* Start Passage given *
Monday, February 1, 2010

Haute Couture 101

Because I thought that some of the recent Haute Couture festivities in Paris lacked grandeur and resembled too much what one could find anywhere from Zara to the more upscale ready to wear brands like Gucci (Thimister or Anne Valerie Hash anyone), pretty? Yes, unique? Not so much, maybe we are too used to the idea that couture has to mean ballgowns and complicated ensembles and forget that couture refers to perfectly made garments; it is not written anywhere that tank tops do not qualify.
So I decided to do a little refreshing on what exactly is the deal with couture, it may be a little long so be warned, oh and also all the question-marks-sesame-street-lets-learn kind of dialog, that’s just how it was playing in my head jejeje.

Great to have you here Haute Couture 101 begins now! Bespoke 101 this way!

Ok so first things first, what does Haute Couture even mean?
It means “sewing at a high level” but according to Claire B. Schaeffer (the author of Couture Sewing Techniques, which I recommend to you BTW even if you have no sewing plans you can just use it to expand your horizons) a more accurate translation would be “finest high-fashion sewing”. The term and its uses, say for advertising purposes is regulated by the “Chambre Syndicale de la Couture Parisienne” an entity founded in 1868 by Charles Frederic Worth, he was the one that started it all, one of his main contributions were the abolishment of the cage (think the skirts worn by Scarlet in Gone with the Wind)in favor of a softer silhouette. Since then the process has not changed much, the quirurgic precision cuts and the emphasis in hand made are still going strong.

cage crinoline @

So does this mean the dress your local seamstress made for you last year for your cousins wedding can be considered Haute Couture? You know since it was made especially for you and it even had some embroidery so it was made by hand….errrrrrrrr NO!
As I mentioned before it is highly regulated a term and the one who wishes to use it needs to follow the rules:
• Provide made to order designs for private clients
• Include one or more fittings
• Having a workroom in Paris with at least 20 full time workers
• Present a collection of at least 50 designs for day and evening and present them to the press in Paris in January and July for the spring-summer and autumn-winter seasons and also a presentation for potential clients
Because of how restrictive this rules are even very old established houses are excluded by the C.S. de la C.P.
There are also excellent houses in London and Rome but the center remains in Paris mainly because of the support network provided by needle workers and the small specialized workshops (embroidery, beading, millinery, feather work, braiding, fabric flowers and custom made accessories).

There are several levels of membership:

1. Haute Couture Members


2. Correspondent Members


3. Guest Members


Ok then what do they mean by “hand made”?
* End Passage given *
* Start Data extract *
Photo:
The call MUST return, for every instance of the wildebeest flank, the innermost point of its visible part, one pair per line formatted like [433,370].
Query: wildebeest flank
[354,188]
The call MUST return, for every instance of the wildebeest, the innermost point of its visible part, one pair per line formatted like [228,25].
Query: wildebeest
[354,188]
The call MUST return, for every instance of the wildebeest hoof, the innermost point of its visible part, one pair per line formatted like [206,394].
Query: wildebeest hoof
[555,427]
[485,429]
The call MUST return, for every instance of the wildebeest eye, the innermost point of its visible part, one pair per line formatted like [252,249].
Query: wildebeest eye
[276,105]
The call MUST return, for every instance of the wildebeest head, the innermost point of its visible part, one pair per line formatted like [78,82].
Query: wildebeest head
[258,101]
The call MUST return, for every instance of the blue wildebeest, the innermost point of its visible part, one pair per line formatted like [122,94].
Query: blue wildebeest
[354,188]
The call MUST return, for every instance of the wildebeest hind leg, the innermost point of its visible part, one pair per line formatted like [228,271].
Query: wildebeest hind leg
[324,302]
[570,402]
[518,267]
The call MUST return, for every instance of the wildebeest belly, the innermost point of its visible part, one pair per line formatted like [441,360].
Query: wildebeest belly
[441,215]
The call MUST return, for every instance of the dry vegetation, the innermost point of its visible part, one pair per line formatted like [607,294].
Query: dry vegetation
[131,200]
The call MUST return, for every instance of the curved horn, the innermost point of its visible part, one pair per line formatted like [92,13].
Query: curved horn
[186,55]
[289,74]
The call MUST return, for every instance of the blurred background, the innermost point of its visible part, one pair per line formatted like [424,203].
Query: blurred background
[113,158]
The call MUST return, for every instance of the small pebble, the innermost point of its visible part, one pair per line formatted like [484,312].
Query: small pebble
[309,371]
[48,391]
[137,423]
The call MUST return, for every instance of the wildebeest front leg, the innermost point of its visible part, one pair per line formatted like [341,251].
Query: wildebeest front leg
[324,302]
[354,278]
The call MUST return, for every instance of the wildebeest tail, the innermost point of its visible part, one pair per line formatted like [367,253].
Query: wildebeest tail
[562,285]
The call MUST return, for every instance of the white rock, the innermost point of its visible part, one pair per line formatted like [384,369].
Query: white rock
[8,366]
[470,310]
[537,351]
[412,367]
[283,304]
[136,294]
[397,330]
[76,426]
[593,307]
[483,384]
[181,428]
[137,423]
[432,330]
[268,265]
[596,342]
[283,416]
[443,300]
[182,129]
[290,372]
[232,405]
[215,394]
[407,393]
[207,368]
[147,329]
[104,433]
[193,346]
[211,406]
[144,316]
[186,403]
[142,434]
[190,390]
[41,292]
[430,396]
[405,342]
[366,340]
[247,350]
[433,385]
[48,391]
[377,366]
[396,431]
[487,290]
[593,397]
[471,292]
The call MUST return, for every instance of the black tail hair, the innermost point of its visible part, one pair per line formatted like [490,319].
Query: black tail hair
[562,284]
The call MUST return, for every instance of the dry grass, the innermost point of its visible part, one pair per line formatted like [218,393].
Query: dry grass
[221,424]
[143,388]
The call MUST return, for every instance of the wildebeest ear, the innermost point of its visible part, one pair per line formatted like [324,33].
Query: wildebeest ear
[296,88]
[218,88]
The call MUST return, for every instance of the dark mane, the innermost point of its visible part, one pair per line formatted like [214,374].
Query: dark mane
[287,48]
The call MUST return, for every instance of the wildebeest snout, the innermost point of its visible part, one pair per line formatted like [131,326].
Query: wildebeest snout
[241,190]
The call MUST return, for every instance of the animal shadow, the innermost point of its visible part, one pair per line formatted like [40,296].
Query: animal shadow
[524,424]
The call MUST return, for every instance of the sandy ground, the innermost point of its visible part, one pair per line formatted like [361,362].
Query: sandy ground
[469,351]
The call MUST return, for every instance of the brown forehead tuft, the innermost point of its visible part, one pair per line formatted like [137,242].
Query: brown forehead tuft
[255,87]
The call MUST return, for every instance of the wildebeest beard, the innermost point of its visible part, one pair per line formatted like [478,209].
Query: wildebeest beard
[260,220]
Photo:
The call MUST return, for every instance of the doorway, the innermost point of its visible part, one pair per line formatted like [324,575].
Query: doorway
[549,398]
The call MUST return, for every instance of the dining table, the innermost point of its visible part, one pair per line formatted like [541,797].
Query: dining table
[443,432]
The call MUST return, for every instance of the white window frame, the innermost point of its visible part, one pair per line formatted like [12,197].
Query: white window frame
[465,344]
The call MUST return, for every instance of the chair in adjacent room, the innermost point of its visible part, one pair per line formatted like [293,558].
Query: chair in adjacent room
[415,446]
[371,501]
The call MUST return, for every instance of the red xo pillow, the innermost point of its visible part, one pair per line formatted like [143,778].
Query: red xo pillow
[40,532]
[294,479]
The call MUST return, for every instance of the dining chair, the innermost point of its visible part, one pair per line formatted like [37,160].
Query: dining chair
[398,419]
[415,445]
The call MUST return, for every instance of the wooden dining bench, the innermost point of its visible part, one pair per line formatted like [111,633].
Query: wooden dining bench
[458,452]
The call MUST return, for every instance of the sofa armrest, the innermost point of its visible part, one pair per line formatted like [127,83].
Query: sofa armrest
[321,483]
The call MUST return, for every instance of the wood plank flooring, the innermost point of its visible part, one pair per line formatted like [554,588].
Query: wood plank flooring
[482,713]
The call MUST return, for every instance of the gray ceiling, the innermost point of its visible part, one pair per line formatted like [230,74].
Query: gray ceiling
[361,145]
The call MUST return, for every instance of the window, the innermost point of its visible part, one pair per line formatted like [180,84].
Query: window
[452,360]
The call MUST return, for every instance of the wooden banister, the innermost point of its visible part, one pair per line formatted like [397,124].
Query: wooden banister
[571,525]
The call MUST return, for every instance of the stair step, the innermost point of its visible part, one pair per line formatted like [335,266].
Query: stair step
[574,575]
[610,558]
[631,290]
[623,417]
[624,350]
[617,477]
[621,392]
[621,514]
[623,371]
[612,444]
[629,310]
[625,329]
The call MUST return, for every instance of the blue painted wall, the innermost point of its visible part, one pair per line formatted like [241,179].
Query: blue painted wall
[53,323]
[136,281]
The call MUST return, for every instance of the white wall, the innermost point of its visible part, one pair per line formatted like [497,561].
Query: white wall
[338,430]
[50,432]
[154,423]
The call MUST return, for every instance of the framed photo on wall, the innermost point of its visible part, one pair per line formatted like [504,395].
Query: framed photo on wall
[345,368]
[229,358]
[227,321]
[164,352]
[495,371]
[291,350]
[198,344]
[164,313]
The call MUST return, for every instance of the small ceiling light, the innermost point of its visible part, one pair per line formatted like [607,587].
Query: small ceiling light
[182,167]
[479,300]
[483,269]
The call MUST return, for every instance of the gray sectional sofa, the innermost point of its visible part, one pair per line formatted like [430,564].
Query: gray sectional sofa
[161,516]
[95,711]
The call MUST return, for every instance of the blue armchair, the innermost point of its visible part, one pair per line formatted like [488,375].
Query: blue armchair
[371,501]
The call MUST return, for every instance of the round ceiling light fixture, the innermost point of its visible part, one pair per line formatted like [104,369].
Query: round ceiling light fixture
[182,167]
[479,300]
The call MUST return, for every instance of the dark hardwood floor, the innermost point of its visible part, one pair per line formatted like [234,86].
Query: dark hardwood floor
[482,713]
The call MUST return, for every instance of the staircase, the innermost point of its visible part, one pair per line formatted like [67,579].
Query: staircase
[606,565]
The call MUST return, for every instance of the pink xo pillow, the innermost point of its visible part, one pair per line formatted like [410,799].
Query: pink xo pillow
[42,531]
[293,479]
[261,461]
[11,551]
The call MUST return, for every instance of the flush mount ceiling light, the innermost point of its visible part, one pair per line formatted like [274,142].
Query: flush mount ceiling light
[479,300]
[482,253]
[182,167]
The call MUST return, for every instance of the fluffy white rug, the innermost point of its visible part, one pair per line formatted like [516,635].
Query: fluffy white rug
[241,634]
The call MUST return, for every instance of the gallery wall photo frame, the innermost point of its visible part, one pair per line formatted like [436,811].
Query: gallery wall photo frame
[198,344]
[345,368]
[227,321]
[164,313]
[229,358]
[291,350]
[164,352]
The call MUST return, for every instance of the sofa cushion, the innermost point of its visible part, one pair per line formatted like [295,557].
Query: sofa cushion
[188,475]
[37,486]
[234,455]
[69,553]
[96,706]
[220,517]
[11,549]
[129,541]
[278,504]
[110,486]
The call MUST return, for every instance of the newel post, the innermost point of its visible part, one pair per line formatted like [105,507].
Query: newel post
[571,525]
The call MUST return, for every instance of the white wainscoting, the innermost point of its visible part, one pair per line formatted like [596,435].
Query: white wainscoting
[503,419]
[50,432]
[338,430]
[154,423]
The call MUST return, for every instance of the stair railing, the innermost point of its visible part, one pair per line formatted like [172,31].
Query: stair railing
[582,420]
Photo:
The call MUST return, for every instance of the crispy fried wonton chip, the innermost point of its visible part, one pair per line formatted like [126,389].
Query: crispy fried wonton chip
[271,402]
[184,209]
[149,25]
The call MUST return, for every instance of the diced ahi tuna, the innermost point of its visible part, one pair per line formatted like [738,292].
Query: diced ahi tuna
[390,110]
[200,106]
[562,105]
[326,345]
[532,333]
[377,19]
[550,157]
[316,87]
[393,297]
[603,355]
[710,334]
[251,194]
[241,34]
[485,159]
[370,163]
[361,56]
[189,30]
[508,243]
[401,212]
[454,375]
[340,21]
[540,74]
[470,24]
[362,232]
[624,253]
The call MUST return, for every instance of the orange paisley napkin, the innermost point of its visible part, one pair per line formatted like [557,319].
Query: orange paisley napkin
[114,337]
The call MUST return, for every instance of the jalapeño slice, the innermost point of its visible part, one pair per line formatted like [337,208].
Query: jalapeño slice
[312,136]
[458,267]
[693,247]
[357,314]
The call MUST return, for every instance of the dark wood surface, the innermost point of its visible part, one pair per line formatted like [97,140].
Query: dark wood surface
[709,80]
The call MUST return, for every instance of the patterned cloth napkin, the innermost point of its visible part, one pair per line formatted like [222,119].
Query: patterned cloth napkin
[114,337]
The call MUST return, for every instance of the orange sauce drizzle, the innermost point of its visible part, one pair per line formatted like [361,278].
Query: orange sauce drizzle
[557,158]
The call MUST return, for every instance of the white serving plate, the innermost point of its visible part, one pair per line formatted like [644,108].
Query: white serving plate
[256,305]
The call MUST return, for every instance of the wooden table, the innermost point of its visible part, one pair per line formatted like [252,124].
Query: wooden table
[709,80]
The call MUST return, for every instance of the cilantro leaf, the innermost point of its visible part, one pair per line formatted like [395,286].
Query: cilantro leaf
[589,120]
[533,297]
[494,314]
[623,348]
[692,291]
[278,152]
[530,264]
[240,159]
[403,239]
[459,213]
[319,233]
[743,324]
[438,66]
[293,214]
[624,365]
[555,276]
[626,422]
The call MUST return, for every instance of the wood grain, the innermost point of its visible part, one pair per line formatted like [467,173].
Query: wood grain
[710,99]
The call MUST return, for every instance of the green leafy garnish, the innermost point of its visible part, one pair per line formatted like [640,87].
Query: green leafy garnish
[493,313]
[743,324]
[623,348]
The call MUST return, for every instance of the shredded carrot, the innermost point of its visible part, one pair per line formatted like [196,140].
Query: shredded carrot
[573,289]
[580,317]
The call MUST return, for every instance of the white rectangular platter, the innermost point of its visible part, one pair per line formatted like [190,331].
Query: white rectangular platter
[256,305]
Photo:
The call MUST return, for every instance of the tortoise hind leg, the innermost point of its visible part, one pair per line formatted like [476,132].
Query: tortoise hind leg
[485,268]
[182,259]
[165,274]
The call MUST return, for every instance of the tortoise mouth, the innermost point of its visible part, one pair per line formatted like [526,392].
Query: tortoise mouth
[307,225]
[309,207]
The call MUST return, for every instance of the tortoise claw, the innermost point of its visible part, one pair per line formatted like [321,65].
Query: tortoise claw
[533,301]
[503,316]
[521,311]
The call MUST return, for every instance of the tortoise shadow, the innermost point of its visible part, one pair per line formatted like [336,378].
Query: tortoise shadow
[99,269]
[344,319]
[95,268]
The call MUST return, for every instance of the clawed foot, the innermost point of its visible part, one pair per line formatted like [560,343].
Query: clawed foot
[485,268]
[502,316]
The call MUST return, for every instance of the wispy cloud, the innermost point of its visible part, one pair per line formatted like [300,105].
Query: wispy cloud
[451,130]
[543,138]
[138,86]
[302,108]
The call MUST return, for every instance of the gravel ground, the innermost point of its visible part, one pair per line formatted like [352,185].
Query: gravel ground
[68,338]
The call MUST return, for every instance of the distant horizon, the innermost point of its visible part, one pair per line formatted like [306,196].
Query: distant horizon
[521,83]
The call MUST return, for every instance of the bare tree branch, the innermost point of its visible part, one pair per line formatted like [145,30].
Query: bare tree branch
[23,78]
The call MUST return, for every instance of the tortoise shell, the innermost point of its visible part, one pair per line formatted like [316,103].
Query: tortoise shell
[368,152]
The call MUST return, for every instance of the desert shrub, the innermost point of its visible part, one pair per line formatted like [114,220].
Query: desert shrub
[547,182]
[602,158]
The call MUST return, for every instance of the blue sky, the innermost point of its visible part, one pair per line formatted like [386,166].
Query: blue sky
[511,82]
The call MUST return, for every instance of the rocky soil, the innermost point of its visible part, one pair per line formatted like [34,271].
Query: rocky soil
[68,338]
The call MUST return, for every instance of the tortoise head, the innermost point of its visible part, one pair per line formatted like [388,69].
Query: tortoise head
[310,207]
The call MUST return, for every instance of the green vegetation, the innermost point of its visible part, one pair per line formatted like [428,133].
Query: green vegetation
* End Data extract *
Tasks to carry out —
1 – Decide whether each statement agrees with the haute couture post. Answer yes or no, and quote the words of the post that settle it. (a) The Chambre Syndicale de la Couture Parisienne was founded in 1868 by Charles Frederic Worth. (b) A couture house must have a Paris workroom with at least 50 full-time workers. (c) The center of haute couture remains in London.
2 – Copy the section of the haute couture post starting at "Because I thought" and ending at "Couture even mean?".
3 – Carry on the haute couture post from the point where it stops.

Set of answers —
1 –
(a) Yes: "an entity founded in 1868 by Charles Frederic Worth"
(b) No: "Having a workroom in Paris with at least 20 full time workers"
(c) No: "the center remains in Paris"

2 –
Because I thought that some of the recent Haute Couture festivities in Paris lacked grandeur and resembled too much what one could find anywhere from Zara to the more upscale ready to wear brands like Gucci (Thimister or Anne Valerie Hash anyone), pretty? Yes, unique? Not so much, maybe we are too used to the idea that couture has to mean ballgowns and complicated ensembles and forget that couture refers to perfectly made garments; it is not written anywhere that tank tops do not qualify.
So I decided to do a little refreshing on what exactly is the deal with couture, it may be a little long so be warned, oh and also all the question-marks-sesame-street-lets-learn kind of dialog, that’s just how it was playing in my head jejeje.

Great to have you here Haute Couture 101 begins now! Bespoke 101 this way!

Ok so first things first, what does Haute Couture even mean?

3 –
It means really made by hand, almost entirely a garment is constructed by hand and rarely use the machine but maybe for something that needs a little more strength or needs to be more even looking. Every produced piece is custom cut, fitted and even frequently the design is altered to fit preferences of the client as long as the integrity of the design is not lost. It is such a focused team work that a simple day dress may take 4 to 8 workers around 70 to 90 hours of work and from that to hundreds of hours for a richly embellished evening gown.
So much work means a heavy price tag, from $8,000 to $20,000 for a day dress, for a suit maybe $10,000 to $40,000 and $15,000 to $200,000 for evening wear mmmm….are they made of gold or encrusted with diamonds like that super expensive bra Victoria’s Secret comes out with every year? Not really but I would not be surprised if one such dress was made, but the price begins with the fabrics, only the best is used, even fabrics that cost $1000 a yard or more, there’s the attention to detail, the cut and fit, and the time it takes.

On a especial note regarding the fabrics sometimes they are created especially like the silk gazar designed in 1958 for Balenciaga by fabric design firm Abraham or the 1947 printed muslin from Bianchini-Ferier for Dior or Chanel’s tweeds by Linton each season, between 15 and 40 exclusive patterns are created including complementing narrow trims and matching yarns.
At other times ateliers simply cut apart and rearrange an existing print to create a certain effect on a particular design and it can take as much as four weeks to four workers.

On the fitting of a garment we could go on and on and then some, the idea is that the fit appears flawless and effortless, this mainly as a result of multiple fittings made on the customized dress form duplicating the clients figure and the ones on the actual person.
But there are other little details even more impressive that occur behind the scenes.
For example on a person with an asymmetrical figure the collar, pockets and shoulder seams may be slightly narrower on one side, on a full figure vertical seams are moved in or out as needed to flatter and create a visually better line. For someone short the horizontal seams are adjusted not only the waistline and hemline.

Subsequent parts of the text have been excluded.